Point-per-instance localization data

● ● ● ● ●

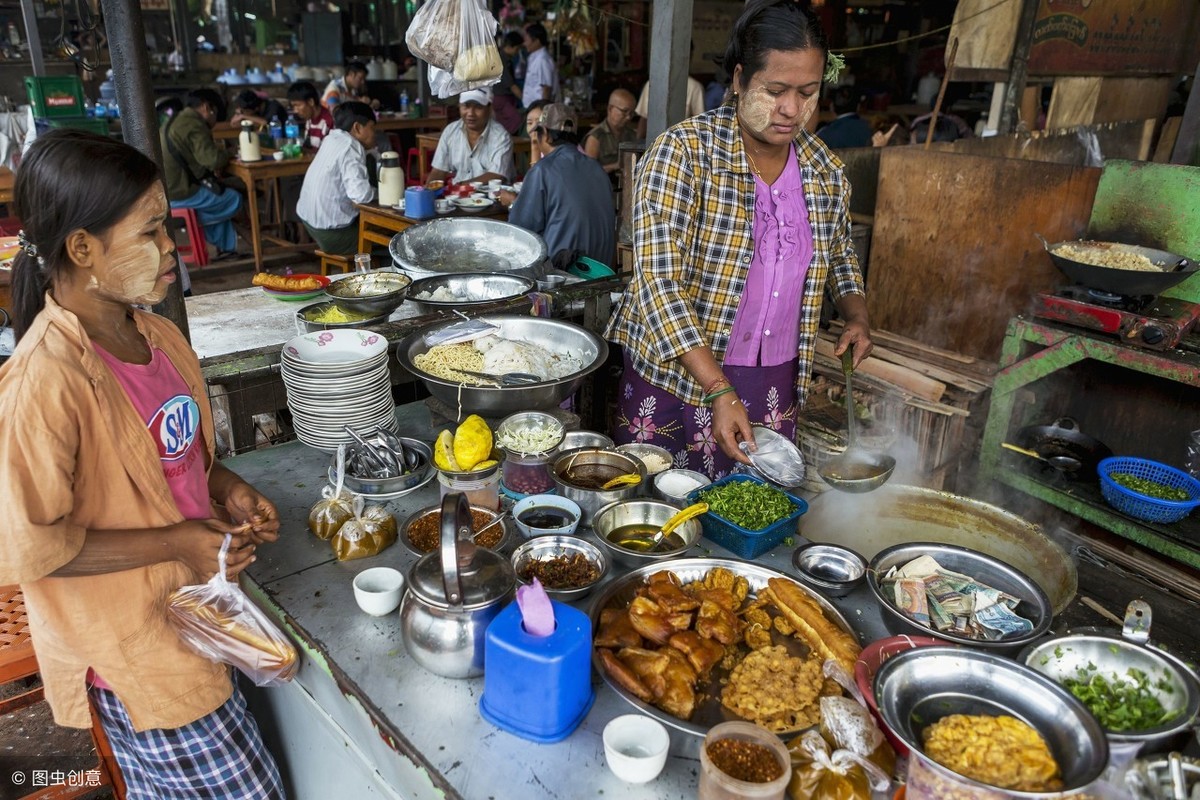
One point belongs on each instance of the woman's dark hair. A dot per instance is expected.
(351, 112)
(771, 25)
(69, 180)
(303, 90)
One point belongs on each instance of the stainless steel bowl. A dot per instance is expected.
(641, 512)
(660, 485)
(1110, 656)
(305, 317)
(918, 687)
(436, 510)
(555, 335)
(1035, 605)
(831, 569)
(469, 289)
(370, 486)
(549, 547)
(370, 293)
(468, 245)
(605, 464)
(576, 439)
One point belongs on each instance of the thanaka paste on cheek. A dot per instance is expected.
(755, 108)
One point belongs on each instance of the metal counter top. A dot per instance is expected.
(429, 720)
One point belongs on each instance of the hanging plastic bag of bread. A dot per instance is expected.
(336, 506)
(819, 774)
(370, 531)
(217, 620)
(847, 723)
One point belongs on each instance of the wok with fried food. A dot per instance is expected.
(688, 639)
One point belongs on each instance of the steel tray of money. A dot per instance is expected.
(708, 710)
(1032, 603)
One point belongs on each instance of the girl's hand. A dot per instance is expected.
(197, 543)
(731, 425)
(857, 336)
(247, 507)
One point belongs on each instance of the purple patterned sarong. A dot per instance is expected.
(646, 413)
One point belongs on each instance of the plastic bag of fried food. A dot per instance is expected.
(819, 774)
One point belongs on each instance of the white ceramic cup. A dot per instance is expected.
(636, 747)
(378, 589)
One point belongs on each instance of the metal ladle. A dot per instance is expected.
(1062, 463)
(505, 379)
(855, 470)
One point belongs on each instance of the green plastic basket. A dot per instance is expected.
(55, 96)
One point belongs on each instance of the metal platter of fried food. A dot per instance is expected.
(699, 642)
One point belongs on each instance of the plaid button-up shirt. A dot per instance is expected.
(694, 242)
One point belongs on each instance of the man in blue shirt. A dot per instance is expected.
(567, 197)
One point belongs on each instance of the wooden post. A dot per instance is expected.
(1187, 145)
(139, 122)
(1020, 67)
(670, 54)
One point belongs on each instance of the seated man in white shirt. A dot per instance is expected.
(475, 148)
(337, 179)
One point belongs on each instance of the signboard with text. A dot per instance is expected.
(1115, 37)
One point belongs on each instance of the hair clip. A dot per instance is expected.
(834, 64)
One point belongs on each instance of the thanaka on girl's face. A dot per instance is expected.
(135, 263)
(775, 102)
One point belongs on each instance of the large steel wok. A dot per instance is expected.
(1176, 269)
(894, 515)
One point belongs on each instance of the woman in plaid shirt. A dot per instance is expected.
(741, 222)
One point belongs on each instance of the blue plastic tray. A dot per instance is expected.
(742, 541)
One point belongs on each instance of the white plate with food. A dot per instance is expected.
(472, 203)
(778, 615)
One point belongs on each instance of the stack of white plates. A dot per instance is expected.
(336, 379)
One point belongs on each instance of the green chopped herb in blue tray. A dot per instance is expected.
(748, 504)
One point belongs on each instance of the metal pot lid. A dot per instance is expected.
(471, 577)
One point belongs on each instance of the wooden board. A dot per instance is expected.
(953, 253)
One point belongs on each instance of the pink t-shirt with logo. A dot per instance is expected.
(162, 398)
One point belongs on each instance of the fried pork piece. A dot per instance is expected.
(702, 654)
(714, 621)
(649, 666)
(616, 630)
(651, 620)
(775, 690)
(670, 596)
(678, 696)
(624, 677)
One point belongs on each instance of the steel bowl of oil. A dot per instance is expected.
(627, 529)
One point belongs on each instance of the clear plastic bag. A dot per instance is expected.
(335, 507)
(217, 620)
(433, 34)
(775, 458)
(369, 533)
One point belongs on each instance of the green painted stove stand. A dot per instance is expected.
(1036, 349)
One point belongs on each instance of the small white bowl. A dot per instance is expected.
(636, 747)
(552, 501)
(378, 589)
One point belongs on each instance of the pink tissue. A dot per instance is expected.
(537, 612)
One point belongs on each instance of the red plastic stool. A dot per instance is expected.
(195, 250)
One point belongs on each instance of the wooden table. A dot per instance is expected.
(268, 172)
(378, 224)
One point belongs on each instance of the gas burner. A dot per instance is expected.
(1145, 322)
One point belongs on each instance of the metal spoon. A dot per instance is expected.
(505, 379)
(1062, 463)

● ● ● ● ●

## TASK PROMPT
Nothing but the text is wanted: repeat the data above exactly, without its images.

## EXERCISE OUTPUT
One point belongs on each instance of the woman's dark hair. A dot per instance is expected.
(351, 112)
(771, 25)
(69, 180)
(303, 90)
One point belongs on each instance of the stainless steel bowl. A dot per instance is expected.
(641, 512)
(660, 485)
(1110, 656)
(305, 317)
(918, 687)
(436, 510)
(555, 335)
(1035, 605)
(831, 569)
(469, 289)
(370, 486)
(549, 547)
(370, 293)
(468, 245)
(605, 464)
(576, 439)
One point belongs on each instance of the thanaka paste on cheek. A dot per instance is expected.
(755, 108)
One point belongs on each instance of the metal counter top. A dot per instance is expected.
(429, 720)
One point belongs on each instance of the hanging plastic bag of bread. A dot per instance is expected.
(336, 506)
(819, 774)
(370, 531)
(217, 620)
(847, 723)
One point belongs on each instance of the wok with fried food. A dot per instance is expected.
(688, 639)
One point belongs on each instance of the steel tray of money. A dot per instance is expected.
(708, 710)
(1032, 603)
One point belongs on each instance of the girl's hand. A dot per instance is expected.
(197, 543)
(731, 425)
(857, 336)
(247, 507)
One point belongs on each instance of the purple patterned sarong. A dot per instance is expected.
(646, 413)
One point belongs on each instance of the plastic bag of fried food. A dot per instance is expected.
(819, 774)
One point belongs on each instance of the white ceramic cup. A dot per instance is expected.
(636, 747)
(378, 589)
One point belongs on each instance of the metal ladle. A dot per instance is expected.
(1062, 463)
(505, 379)
(855, 470)
One point belongs on each instance of the green plastic basket. A dot per instance is expected.
(55, 96)
One point belongs on each instance of the metal platter of fried food. A dot per instance is expected.
(699, 642)
One point belongs on each instance of the plaid button-up shirt. A dot per instance is expected.
(694, 242)
One point belongs on each instance of the man in blue shirt. A dot per instance is expected.
(567, 197)
One point belongs on each instance of the wooden post. A dot per instance is expected.
(1187, 145)
(139, 122)
(1020, 67)
(670, 54)
One point belongs on each instance of the seated man in white shirt. A dot per instance is expected.
(475, 148)
(337, 179)
One point belongs on each instance of the signboard with text. A dot per instance is expected.
(1115, 37)
One point belongs on each instance of the hair clip. A dot per instance is expected.
(834, 64)
One point belongs on each instance of the thanaka on girl's face. A dot per instance is expected.
(135, 263)
(775, 102)
One point belongs on each instance of the large steel wok. A dot per instance is expected.
(1176, 269)
(894, 515)
One point belongs on each instance of the woman in plaid shirt. A dot per instance is expected.
(741, 222)
One point belongs on each instance of the blue plastic tray. A dot per instance is expected.
(742, 541)
One point belongs on each instance of the white plate with food. A dot per instance is expected.
(472, 203)
(778, 615)
One point belongs on each instance of the stack of white plates. A dot per instance is expected.
(336, 379)
One point belongs on each instance of the green chopped herb in blue tray. A dot per instance is expected.
(748, 504)
One point belongs on each instance of the metal pot lid. A dot per instance is expected.
(471, 577)
One point belongs on each instance of the wooden board. A dot per instance is expected.
(953, 253)
One point belongs on each instance of the pink t-shirt with logo. A dot per instance is expected.
(162, 398)
One point belongs on each instance of the fried pork piece. A dot per instance is expected.
(702, 654)
(714, 621)
(649, 666)
(616, 630)
(651, 620)
(775, 690)
(670, 596)
(678, 696)
(624, 677)
One point belongs on each instance of the steel bowl of oil. A dot per instance is expected.
(627, 529)
One point belongs on each instance of the clear plastic bag. A dot per instance is expected.
(335, 507)
(217, 620)
(433, 34)
(775, 458)
(369, 533)
One point belongs on each instance of the green painted stove stand. A dot per instance is expected.
(1036, 349)
One point belongs on each instance of the small white bowl. A dot per instance is expected.
(636, 747)
(552, 501)
(378, 589)
One point belongs on each instance of the pink tissue. A dot per instance is expected.
(537, 612)
One point belongs on each instance of the red plastic stool. A dot per instance is expected.
(195, 250)
One point belongs on each instance of the wooden table. A dot per instance is expected.
(268, 172)
(378, 224)
One point belongs on each instance of the gas burner. A dot per instance is expected.
(1145, 322)
One point belongs on each instance of the metal spoon. A dot per instance is expected.
(505, 379)
(1062, 463)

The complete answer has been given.